▶ [Problem 1]: In the ski vacation article, repeat the part that opens with the words containing "When you know" and closes with "what you find.", word for word.
▶ [Problem 2]: According to the ski vacation article, why do ski packagers usually offer slightly reduced air fare and accommodations?

▶ [Page text]:
• • •
For the uninformed, purchasing a ski vacation may be as complicated as purchasing a vehicle. Many considerations cloud the dream.
With more than 25 major resorts in the West alone, and with a variety of packagers competing for the skier’s dollar, skiers should know which questions to ask so they won’t be disappointed when a resort doesn’t turn out to be what was expected.
“It’s important to know what you want out of a ski vacation and articulate that when purchasing a package in order to make an appropriate choice,” says Holly Rouillard of the Colorado Tourism Board.
Do you want a self-contained ski community designed for the skiing family, where every expense can be charged to the room and where nursery and teen centers help free parents to enjoy their vacation? Or is big name glitz and night life as important as the skiing?
Do you want a taste of the Old West, perhaps a mining town-turned-resort with Victorian relics tucked in the Rockies, remote from the fast lane and immune from lift lines? Or do you want to station yourself in the center of several ski areas where you can ski a different resort each day?
When you know your own needs, the next step is to learn the options. In the fall, most metropolitan areas have consumer ski shows where ski areas and trip packagers display their offerings. Ask them about the ambience of the town, the vertical drop of the ski area, the ratio of beginner to intermediate and advanced runs, the percentage of the mountain groomed nightly, the average weekend lift line wait, child-care facilities, the months when good skiing is expected--and begin making comparisons of what you find.
Ski packages generally fall into three categories:
--Resort packages covering lodging, lift tickets and possibly lessons, sold directly by the resort;
--Ground packages covering lodging, lift tickets and transfers to and from an airport;
--Complete packages, including air fare.
The last two types are packaged by airlines or travel wholesalers and sold directly at consumer ski shows, through travel agencies or by calling toll-free numbers advertised in newspaper travel sections and ski magazines, sporting goods stores and ski shows.
Although all full-service travel agencies can book ski packages, smaller ones may book so few that they may not be too familiar with the variety offered. More important, they may know very little about ski jargon--for example, whether a 1,500-foot vertical mountain would be challenging to an advanced skier for a full week or would completely bore him or her by the second day.
Thus, it might be better for the skier unfamiliar with a resort to book through a specialty packager and get information directly from the ski industry.
Ski packagers usually offer slightly reduced air fare and accommodations because they deal in volume.
• • •
▶ [Data records]:
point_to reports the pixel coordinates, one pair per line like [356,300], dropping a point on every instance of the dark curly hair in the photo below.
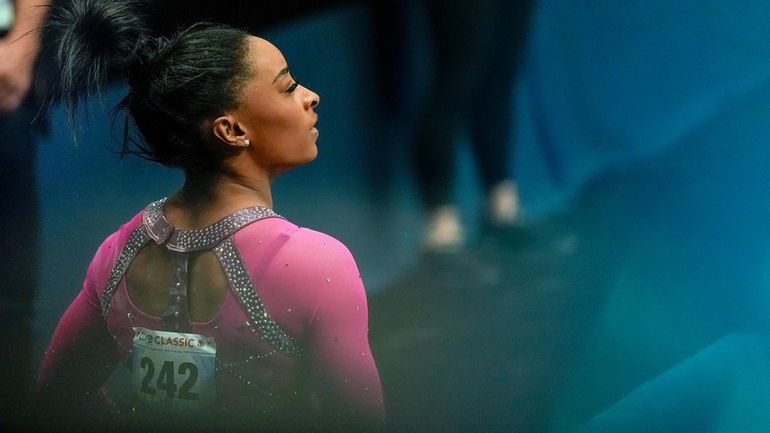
[177,84]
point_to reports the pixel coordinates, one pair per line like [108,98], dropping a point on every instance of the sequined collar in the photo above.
[162,232]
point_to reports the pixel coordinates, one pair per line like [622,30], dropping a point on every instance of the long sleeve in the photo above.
[311,286]
[337,341]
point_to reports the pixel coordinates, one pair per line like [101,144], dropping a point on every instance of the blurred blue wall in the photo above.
[659,110]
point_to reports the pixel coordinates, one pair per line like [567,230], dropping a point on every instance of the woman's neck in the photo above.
[204,200]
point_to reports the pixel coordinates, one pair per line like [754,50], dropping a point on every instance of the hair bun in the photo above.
[98,40]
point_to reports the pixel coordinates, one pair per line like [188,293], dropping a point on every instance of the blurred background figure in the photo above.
[20,39]
[476,51]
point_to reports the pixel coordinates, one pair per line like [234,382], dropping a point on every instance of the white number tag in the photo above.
[173,370]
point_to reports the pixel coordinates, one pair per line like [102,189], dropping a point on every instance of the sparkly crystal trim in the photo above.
[241,284]
[135,242]
[206,238]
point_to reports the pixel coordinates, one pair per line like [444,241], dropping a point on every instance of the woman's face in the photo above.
[276,113]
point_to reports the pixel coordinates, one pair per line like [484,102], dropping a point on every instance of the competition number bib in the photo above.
[173,370]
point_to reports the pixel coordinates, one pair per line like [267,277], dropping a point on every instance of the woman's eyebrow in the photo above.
[281,73]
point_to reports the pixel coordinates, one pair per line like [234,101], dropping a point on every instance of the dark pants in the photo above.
[477,48]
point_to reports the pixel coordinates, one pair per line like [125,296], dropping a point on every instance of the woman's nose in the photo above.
[312,99]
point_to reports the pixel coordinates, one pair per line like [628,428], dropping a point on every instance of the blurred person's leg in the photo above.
[493,114]
[460,35]
[19,232]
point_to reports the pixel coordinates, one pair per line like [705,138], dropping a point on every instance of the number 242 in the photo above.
[165,381]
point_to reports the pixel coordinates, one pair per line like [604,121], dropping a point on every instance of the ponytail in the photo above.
[98,40]
[176,84]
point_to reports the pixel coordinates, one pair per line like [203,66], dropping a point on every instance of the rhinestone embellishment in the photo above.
[241,284]
[135,242]
[203,239]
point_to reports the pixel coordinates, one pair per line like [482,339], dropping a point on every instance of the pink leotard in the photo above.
[292,328]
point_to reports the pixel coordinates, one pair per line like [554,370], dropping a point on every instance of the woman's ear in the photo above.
[226,128]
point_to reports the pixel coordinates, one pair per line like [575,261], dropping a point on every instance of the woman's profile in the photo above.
[224,312]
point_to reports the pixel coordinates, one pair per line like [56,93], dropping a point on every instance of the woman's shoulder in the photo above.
[289,237]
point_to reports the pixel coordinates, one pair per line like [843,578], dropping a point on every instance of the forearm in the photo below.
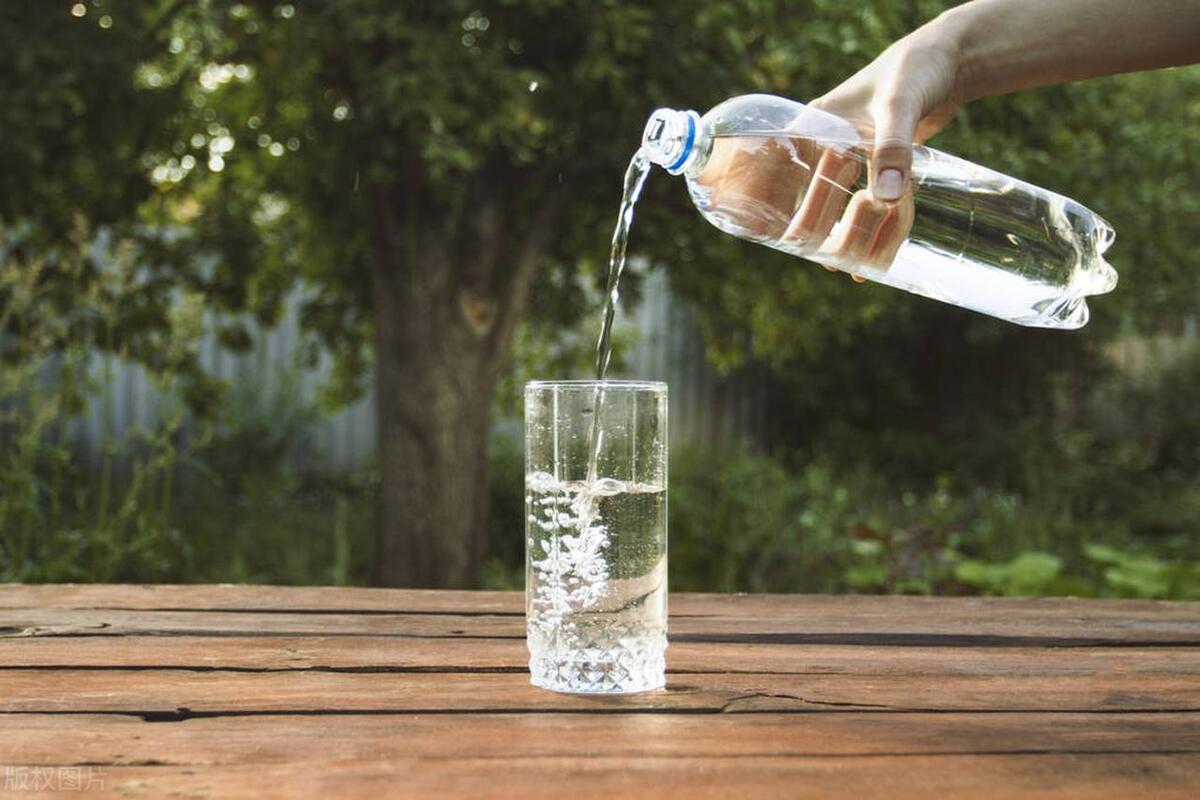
• • •
▶ [Task solution 1]:
When you know your own needs, the next step is to learn the options. In the fall, most metropolitan areas have consumer ski shows where ski areas and trip packagers display their offerings. Ask them about the ambience of the town, the vertical drop of the ski area, the ratio of beginner to intermediate and advanced runs, the percentage of the mountain groomed nightly, the average weekend lift line wait, child-care facilities, the months when good skiing is expected--and begin making comparisons of what you find.

▶ [Task solution 2]: They deal in volume.